▼

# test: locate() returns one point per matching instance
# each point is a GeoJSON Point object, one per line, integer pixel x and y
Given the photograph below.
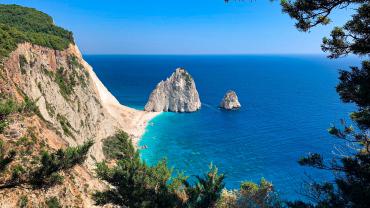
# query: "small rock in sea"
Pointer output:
{"type": "Point", "coordinates": [230, 101]}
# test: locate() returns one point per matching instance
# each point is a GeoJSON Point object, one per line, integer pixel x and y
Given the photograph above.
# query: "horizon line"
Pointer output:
{"type": "Point", "coordinates": [202, 54]}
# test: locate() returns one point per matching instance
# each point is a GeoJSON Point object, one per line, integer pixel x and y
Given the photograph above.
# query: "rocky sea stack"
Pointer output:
{"type": "Point", "coordinates": [230, 101]}
{"type": "Point", "coordinates": [177, 94]}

▲

Can you output all three records as a two-column CSV with the headers record_text and answer? Put one row per record, wrap each field in quotes, replace every line break with a space, and leave the pictures out.

record_text,answer
"# test: locate() returns one point per matching instance # each point is a GeoJSON Point object, one per line, integer pixel x and y Given the photograph below. # query: ""small rock in sea"" Pointer output:","{""type"": ""Point"", ""coordinates"": [230, 101]}"
"# test: locate() returns one point per matching instance # each point is a GeoJSON Point object, one per line, integer pixel x and y Given the photograph above. # query: ""horizon line"" Pointer output:","{""type"": ""Point"", ""coordinates"": [202, 54]}"
"# test: locate() returns one point per matching instance # each point is a GeoJSON Point object, one per line, integer pixel x and y Given the photograph above. # query: ""rocky sea stack"" Pointer output:","{""type"": ""Point"", ""coordinates"": [230, 101]} {""type"": ""Point"", ""coordinates"": [177, 94]}"